EXTRACTED DATA:

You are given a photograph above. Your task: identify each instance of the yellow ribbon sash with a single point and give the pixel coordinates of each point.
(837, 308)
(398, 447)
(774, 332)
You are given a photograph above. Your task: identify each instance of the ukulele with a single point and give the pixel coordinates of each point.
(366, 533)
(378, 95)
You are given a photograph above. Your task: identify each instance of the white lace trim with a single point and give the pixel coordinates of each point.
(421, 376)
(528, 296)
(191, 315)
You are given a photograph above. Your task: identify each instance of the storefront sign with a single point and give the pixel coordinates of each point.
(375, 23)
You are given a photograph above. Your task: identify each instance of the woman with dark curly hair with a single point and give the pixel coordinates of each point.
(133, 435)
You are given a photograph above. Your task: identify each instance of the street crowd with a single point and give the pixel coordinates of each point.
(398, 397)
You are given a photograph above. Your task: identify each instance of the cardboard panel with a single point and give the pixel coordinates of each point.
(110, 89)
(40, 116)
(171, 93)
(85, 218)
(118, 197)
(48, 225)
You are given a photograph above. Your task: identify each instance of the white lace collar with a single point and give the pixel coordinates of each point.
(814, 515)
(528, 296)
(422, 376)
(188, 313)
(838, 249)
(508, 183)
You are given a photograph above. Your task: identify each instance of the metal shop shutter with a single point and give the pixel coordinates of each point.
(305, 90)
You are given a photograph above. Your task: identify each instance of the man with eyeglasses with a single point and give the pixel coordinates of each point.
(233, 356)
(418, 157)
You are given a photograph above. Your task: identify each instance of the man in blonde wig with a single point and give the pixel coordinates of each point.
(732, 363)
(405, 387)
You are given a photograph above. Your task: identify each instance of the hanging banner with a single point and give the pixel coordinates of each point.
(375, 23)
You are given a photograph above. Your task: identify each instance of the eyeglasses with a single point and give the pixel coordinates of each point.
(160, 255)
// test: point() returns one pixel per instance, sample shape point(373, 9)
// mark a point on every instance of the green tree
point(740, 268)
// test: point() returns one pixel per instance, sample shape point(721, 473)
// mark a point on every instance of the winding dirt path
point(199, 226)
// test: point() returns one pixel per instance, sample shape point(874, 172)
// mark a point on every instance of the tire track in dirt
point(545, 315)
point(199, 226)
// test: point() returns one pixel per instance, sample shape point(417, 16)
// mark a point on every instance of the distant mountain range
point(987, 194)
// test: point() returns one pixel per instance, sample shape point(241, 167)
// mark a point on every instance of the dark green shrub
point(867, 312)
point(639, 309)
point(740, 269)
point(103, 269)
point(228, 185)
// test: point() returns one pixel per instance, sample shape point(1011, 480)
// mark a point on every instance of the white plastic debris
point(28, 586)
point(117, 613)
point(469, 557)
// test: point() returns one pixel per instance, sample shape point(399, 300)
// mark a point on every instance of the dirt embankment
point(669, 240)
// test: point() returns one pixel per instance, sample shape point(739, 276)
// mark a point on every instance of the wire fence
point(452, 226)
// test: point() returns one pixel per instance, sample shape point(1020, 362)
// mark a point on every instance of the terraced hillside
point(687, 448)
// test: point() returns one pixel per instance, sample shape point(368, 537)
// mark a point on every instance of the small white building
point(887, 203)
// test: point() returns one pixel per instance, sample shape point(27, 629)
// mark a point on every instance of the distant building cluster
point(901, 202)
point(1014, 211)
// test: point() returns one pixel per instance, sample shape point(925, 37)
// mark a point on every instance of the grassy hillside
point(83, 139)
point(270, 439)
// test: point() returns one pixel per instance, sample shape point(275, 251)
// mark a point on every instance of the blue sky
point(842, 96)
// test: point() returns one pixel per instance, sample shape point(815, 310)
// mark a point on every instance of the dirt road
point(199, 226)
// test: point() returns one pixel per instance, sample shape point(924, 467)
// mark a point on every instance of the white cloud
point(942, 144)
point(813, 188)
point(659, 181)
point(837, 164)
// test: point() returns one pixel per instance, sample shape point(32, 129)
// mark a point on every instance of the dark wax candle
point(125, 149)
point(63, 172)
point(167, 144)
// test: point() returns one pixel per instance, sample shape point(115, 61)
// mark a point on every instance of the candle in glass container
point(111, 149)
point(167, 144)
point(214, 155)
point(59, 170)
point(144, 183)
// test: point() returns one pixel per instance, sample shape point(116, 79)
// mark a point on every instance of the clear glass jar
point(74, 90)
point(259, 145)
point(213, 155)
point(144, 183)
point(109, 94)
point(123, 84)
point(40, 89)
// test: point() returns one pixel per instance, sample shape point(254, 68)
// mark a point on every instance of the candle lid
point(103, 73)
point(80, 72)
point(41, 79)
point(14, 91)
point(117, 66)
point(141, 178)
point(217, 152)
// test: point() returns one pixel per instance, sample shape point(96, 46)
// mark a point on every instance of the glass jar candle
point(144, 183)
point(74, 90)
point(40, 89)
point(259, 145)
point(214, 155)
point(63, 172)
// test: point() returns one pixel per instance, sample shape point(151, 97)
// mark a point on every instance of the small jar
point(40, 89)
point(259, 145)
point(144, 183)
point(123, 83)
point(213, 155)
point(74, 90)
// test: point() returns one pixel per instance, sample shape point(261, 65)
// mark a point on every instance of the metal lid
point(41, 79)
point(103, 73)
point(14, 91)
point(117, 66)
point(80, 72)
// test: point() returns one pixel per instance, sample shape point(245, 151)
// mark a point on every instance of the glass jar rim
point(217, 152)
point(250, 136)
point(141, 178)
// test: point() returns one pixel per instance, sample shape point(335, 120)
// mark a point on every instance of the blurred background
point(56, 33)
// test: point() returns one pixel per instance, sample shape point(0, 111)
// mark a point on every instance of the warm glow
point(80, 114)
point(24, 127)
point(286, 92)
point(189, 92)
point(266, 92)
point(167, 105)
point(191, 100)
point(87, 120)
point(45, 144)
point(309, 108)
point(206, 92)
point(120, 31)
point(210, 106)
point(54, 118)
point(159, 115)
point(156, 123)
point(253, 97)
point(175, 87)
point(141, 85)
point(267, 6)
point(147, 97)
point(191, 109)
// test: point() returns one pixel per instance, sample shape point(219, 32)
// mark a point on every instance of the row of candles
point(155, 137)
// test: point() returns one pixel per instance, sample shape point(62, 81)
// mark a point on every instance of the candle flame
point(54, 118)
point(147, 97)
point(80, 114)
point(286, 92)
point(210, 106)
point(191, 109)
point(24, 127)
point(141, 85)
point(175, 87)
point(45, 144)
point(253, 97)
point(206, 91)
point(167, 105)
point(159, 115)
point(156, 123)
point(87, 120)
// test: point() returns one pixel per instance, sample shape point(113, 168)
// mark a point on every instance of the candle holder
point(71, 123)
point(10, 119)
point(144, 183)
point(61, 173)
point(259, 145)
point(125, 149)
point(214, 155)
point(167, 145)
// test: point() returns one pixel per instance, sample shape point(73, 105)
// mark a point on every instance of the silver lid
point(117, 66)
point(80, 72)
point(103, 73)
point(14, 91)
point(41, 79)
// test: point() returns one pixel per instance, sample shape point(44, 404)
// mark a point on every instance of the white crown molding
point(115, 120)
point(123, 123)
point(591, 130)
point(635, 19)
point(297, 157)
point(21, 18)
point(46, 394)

ACTION ITEM: Please transcribe the listing in its entirety, exactly.

THE ANSWER:
You are given a photograph above. Your task: identify each instance of the yellow ribbon sash with a single point and give the pixel coordinates of each point.
(837, 308)
(398, 447)
(774, 332)
You are given a photograph above. Your task: identify each instance of the ukulele with a single point and give the pixel coordinates of each point.
(366, 533)
(378, 95)
You are given a photograph above. Your task: identify each instance of the white lace trim with a single point and give the pixel coordinates of each point.
(421, 376)
(528, 296)
(191, 315)
You are given a photograph above. Your task: identify each instance of the storefront sign with a single point and give the pixel coordinates of each point.
(375, 23)
You are given a photograph above. Your task: identify each instance of the woman with dark curly hair with a single point and give the pixel coordinates of each point.
(133, 435)
You are given a photograph above. Your task: identify each instance of the street crowd with a single point and give the pixel coordinates of each point.
(398, 397)
You are given a photograph above. Your task: identify each instance of the cardboard panel with a single point and give the pixel coordinates of each point.
(110, 89)
(40, 116)
(171, 93)
(85, 218)
(118, 197)
(48, 225)
You are given a photograph above. Your task: identify each instance of the white lace collar with a single point and give the pixel coordinates of each point.
(814, 515)
(528, 296)
(422, 376)
(188, 313)
(838, 249)
(508, 183)
You are given a photograph above. Your task: identify each instance of the metal shop shutter with a single point and give the pixel coordinates of each point.
(305, 90)
You are given a photograph above. Your task: identify each instance of the man with eyeglasses with a single point and give the pixel coordinates of each point.
(233, 356)
(418, 157)
You are given a photograph above. Your task: identify each instance of the man in blonde wig with a single point and give the pixel coordinates of each point.
(732, 363)
(405, 387)
You are given a photograph above. Your task: identify each instance of the hanging banner with a single point and give the pixel coordinates of each point.
(375, 23)
You are given a photograph above. Your task: identify each instance of the eyeglasses with a single point and give the pixel coordinates of each point.
(160, 255)
// test: point() returns one pixel per instance, sample shape point(373, 9)
// mark a point on every instance of the green tree
point(740, 268)
// test: point() returns one pixel per instance, sample shape point(721, 473)
// mark a point on every instance of the winding dirt path
point(199, 226)
// test: point() returns one pixel per instance, sample shape point(874, 172)
// mark a point on every instance of the tire track in dirt
point(545, 315)
point(199, 226)
// test: point() returns one pixel per instance, sample shape point(417, 16)
// mark a point on every instance of the distant mountain range
point(987, 194)
// test: point() returns one pixel per instance, sample shape point(241, 167)
// mark a point on every instance of the dark green shrub
point(867, 312)
point(639, 309)
point(740, 269)
point(103, 269)
point(228, 185)
// test: point() returns one pixel per instance, sample shape point(1011, 480)
// mark a point on every instance of the white plastic debris
point(28, 586)
point(117, 613)
point(469, 557)
// test: point() returns one pixel per instance, sample shape point(399, 300)
// mark a point on every instance of the dirt embankment
point(669, 240)
// test: point() returns one pixel per instance, sample shape point(739, 276)
// mark a point on every instance of the wire fence
point(452, 226)
// test: point() returns one pixel per instance, sample shape point(1020, 362)
// mark a point on every instance of the terraced hillside
point(687, 448)
// test: point() returns one pixel per instance, sample shape point(368, 537)
// mark a point on every instance of the small white building
point(887, 203)
// test: point() returns one pixel per instance, sample shape point(27, 629)
// mark a point on every instance of the distant building cluster
point(901, 202)
point(1014, 211)
// test: point() returns one pixel per instance, sample shape point(925, 37)
// mark a point on every instance of the grassy hillside
point(83, 139)
point(270, 439)
// test: point() returns one pixel per instance, sample shape point(275, 251)
// mark a point on every instance of the blue sky
point(842, 96)
// test: point() returns one pixel per instance, sample shape point(815, 310)
// mark a point on every instance of the dirt road
point(199, 226)
// test: point() returns one pixel per instance, sample shape point(924, 467)
// mark a point on every instance of the white cloud
point(942, 144)
point(813, 188)
point(659, 181)
point(837, 164)
// test: point() returns one pixel per instance, sample shape point(32, 129)
// mark a point on every instance of the dark wax candle
point(125, 149)
point(63, 172)
point(167, 144)
// test: point() returns one pixel per instance, sample shape point(115, 61)
// mark a point on every instance of the candle in glass container
point(111, 149)
point(167, 144)
point(214, 155)
point(59, 170)
point(144, 183)
// test: point() returns one pixel per instance, sample shape point(116, 79)
// mark a point on every instance of the clear glass jar
point(74, 90)
point(259, 145)
point(213, 155)
point(144, 183)
point(109, 94)
point(123, 84)
point(40, 89)
// test: point() returns one pixel per instance, sample shape point(254, 68)
// mark a point on every instance of the candle lid
point(103, 73)
point(80, 72)
point(41, 79)
point(14, 91)
point(117, 66)
point(141, 178)
point(217, 152)
// test: point() returns one pixel per instance, sample shape point(96, 46)
// mark a point on every instance of the glass jar candle
point(144, 183)
point(74, 90)
point(40, 89)
point(259, 145)
point(214, 155)
point(63, 172)
// test: point() returns one pixel per instance, sample shape point(151, 97)
// mark a point on every instance of the small jar
point(40, 89)
point(259, 145)
point(144, 183)
point(123, 83)
point(213, 155)
point(74, 90)
// test: point() returns one pixel per instance, sample shape point(261, 65)
// mark a point on every instance of the metal lid
point(41, 79)
point(103, 73)
point(14, 91)
point(117, 66)
point(80, 72)
// test: point() returns one pixel per instance, sample shape point(245, 151)
// mark a point on every instance of the glass jar rim
point(217, 152)
point(250, 136)
point(141, 178)
// test: point() returns one pixel per instance, sample shape point(335, 120)
// mark a point on every instance of the blurred background
point(56, 33)
// test: point() returns one pixel per instance, sample shape point(0, 111)
// mark a point on every instance of the warm glow
point(80, 114)
point(24, 127)
point(286, 92)
point(189, 92)
point(266, 92)
point(167, 105)
point(191, 100)
point(87, 120)
point(45, 144)
point(309, 108)
point(206, 92)
point(120, 31)
point(210, 106)
point(54, 118)
point(159, 115)
point(156, 123)
point(253, 97)
point(175, 87)
point(141, 85)
point(267, 6)
point(147, 97)
point(191, 109)
// test: point() returns one pixel per instance, sample shape point(219, 32)
// mark a point on every instance of the row of candles
point(155, 137)
// test: point() returns one pixel per instance, sample shape point(62, 81)
// mark a point on every instance of the candle flame
point(54, 118)
point(147, 97)
point(80, 114)
point(286, 92)
point(210, 106)
point(191, 109)
point(24, 127)
point(141, 85)
point(175, 87)
point(45, 144)
point(253, 97)
point(206, 91)
point(167, 105)
point(159, 115)
point(156, 123)
point(87, 120)
// test: point() returns one pixel per instance, sample shape point(113, 168)
// mark a point on every instance of the candle holder
point(71, 123)
point(10, 119)
point(144, 183)
point(61, 173)
point(259, 145)
point(125, 149)
point(214, 155)
point(167, 145)
// test: point() returns one pixel per instance, sample shape point(73, 105)
// mark a point on every instance of the silver lid
point(117, 66)
point(80, 72)
point(103, 73)
point(14, 91)
point(41, 79)
// test: point() returns one pixel per instance, sample shape point(44, 404)
// mark a point on every instance of the white crown molding
point(115, 120)
point(123, 123)
point(591, 130)
point(635, 19)
point(297, 157)
point(21, 18)
point(46, 394)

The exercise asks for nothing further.